▸ Task: In the listing, reproduce the part that opens with the line containing "Task: If you could tag each instance of the hazy" and closes with the line containing "<point>254,369</point>", with "hazy horizon" replaced by "misty horizon" and all else unchanged.
/---
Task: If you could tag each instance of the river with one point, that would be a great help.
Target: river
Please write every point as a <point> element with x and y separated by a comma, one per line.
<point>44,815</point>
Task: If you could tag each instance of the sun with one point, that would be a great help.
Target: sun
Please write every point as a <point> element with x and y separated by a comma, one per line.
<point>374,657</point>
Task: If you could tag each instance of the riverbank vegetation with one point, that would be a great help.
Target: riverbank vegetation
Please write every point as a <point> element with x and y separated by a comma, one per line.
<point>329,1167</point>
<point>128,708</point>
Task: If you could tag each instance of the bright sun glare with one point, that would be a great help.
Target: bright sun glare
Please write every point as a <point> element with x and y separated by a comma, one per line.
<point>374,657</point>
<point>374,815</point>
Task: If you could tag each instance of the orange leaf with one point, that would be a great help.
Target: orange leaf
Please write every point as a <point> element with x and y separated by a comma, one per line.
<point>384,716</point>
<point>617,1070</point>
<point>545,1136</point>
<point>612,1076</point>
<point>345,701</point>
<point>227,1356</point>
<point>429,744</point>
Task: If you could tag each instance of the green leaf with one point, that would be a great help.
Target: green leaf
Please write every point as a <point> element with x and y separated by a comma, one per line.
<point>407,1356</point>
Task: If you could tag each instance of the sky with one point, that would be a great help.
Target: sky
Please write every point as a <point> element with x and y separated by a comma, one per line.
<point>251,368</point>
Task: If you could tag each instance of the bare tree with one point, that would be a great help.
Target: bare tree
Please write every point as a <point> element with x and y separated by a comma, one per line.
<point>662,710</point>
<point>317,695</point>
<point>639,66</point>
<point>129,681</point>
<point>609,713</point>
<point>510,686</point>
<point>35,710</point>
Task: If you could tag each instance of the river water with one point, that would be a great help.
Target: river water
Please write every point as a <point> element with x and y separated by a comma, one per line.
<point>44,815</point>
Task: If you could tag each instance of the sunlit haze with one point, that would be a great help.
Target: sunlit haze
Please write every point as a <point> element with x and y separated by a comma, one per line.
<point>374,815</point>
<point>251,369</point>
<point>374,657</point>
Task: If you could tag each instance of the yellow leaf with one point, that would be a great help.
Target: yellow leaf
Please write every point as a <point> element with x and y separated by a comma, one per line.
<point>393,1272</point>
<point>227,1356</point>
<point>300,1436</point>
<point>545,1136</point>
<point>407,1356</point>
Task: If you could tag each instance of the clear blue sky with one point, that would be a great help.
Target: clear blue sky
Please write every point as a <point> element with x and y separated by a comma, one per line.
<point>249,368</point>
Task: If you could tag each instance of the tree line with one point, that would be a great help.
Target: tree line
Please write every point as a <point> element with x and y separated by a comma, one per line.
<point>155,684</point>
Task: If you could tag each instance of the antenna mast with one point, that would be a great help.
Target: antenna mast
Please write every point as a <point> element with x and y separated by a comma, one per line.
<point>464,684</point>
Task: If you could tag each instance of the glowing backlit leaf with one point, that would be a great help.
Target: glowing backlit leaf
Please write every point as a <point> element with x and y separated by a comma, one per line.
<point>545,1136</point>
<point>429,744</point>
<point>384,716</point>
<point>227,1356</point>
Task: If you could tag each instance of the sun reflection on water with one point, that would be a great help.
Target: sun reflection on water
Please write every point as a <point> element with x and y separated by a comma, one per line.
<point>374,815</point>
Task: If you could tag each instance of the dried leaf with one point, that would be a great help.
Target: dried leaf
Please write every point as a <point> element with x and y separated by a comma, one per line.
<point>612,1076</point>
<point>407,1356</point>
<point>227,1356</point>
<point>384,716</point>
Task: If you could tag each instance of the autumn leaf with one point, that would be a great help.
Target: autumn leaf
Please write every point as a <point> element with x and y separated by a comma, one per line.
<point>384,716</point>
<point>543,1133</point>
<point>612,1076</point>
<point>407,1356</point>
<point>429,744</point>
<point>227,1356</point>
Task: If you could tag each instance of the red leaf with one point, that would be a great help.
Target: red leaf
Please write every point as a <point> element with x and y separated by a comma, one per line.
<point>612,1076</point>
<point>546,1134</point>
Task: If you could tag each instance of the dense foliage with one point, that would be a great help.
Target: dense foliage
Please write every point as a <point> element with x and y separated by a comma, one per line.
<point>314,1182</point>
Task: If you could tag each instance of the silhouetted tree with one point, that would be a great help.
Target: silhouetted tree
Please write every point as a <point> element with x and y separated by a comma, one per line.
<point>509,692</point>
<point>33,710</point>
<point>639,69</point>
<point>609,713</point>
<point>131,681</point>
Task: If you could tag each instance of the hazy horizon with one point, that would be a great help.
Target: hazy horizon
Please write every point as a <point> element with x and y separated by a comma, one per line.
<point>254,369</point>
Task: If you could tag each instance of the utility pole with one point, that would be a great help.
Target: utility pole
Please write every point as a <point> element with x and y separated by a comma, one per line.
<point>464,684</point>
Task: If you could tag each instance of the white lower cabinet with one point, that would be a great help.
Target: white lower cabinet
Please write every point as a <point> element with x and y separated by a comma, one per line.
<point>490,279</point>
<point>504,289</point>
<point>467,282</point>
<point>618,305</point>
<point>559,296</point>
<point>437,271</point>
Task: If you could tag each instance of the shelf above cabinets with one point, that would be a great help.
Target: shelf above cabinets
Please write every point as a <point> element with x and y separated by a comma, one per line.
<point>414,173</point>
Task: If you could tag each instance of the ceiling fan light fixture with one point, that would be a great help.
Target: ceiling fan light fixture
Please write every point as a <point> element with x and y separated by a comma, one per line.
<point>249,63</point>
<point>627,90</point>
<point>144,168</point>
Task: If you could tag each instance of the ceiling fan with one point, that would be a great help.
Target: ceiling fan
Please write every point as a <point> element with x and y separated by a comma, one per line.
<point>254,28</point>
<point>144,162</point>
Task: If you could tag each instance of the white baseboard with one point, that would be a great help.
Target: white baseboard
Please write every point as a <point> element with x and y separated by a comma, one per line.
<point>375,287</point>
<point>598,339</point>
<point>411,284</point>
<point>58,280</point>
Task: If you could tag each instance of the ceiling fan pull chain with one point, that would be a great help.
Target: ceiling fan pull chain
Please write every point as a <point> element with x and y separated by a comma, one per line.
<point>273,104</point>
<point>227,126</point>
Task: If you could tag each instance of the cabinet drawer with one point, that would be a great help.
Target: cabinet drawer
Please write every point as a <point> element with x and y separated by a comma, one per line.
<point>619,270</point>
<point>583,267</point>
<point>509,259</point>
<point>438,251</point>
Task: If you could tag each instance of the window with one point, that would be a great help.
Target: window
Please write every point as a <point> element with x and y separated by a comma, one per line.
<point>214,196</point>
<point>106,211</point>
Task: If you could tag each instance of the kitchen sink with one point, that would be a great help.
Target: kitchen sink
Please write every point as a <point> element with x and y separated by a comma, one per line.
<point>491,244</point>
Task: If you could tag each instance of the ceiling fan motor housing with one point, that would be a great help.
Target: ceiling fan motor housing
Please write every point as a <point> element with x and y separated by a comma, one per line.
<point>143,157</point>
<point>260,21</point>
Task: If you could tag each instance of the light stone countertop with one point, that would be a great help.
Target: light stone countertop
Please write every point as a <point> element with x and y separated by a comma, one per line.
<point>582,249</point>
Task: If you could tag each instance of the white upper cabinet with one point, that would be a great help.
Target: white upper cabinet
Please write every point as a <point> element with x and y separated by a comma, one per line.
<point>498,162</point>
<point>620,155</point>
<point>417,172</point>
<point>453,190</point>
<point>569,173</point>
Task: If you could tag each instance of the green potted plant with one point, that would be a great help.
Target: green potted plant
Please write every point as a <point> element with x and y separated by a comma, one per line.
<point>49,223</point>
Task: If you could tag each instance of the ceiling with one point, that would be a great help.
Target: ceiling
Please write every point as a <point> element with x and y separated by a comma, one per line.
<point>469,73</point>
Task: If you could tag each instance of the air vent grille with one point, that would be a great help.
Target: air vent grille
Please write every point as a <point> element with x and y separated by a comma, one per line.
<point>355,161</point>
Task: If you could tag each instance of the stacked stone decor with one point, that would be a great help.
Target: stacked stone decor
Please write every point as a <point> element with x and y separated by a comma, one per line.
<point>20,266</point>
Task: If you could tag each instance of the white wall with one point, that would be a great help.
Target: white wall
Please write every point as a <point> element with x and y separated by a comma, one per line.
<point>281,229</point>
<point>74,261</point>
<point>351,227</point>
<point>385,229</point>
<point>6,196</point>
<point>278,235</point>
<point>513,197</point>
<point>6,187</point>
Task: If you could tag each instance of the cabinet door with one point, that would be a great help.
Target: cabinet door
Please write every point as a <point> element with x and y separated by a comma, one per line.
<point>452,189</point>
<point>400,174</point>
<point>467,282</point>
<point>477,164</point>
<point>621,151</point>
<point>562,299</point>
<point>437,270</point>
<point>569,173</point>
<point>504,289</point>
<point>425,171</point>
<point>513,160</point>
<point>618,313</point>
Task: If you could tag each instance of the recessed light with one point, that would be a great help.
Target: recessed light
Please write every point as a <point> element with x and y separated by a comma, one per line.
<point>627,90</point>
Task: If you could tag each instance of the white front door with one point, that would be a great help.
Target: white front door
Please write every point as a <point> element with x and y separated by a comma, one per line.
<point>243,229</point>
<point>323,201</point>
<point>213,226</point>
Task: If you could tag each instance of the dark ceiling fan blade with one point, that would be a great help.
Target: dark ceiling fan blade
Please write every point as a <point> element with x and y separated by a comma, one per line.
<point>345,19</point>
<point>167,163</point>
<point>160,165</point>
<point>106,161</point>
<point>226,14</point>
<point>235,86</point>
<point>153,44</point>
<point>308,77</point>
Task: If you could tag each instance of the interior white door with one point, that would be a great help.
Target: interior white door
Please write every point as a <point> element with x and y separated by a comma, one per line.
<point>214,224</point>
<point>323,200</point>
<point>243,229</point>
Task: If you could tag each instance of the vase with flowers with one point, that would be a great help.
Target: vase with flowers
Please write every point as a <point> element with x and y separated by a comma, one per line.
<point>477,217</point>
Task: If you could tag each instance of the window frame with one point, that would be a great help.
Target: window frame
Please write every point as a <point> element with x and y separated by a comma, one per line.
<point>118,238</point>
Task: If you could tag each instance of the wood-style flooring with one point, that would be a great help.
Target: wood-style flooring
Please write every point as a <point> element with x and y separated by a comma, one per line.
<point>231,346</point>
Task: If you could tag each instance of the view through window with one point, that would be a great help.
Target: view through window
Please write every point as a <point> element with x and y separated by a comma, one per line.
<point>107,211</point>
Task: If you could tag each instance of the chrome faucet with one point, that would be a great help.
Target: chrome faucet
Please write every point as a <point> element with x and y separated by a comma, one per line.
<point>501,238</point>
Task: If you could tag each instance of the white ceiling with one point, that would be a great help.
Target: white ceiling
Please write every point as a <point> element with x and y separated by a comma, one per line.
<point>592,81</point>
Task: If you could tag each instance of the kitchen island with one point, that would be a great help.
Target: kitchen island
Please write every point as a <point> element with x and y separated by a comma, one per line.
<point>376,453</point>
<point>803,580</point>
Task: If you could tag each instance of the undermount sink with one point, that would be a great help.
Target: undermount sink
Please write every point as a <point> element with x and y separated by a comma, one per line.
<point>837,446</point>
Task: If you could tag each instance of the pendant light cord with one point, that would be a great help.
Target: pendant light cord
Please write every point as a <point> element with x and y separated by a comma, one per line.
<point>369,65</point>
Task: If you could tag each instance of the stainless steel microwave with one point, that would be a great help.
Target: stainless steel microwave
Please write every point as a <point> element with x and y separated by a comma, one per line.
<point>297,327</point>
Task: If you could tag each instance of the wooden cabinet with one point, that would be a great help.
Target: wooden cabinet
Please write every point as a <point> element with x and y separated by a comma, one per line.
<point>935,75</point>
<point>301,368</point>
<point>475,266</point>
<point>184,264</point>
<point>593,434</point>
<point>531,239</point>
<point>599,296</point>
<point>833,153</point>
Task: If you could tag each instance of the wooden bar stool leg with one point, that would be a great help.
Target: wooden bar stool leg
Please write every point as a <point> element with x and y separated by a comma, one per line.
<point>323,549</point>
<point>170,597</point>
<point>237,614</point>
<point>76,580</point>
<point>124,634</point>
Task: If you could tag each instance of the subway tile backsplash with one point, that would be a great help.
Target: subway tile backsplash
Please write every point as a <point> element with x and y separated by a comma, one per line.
\---
▸ Response to the exercise:
Task: If you could tag each instance of the misty horizon with one point, that would be a great help.
Target: misty horizon
Please write every point as a <point> element with x and y separated by a comma, one per line.
<point>254,369</point>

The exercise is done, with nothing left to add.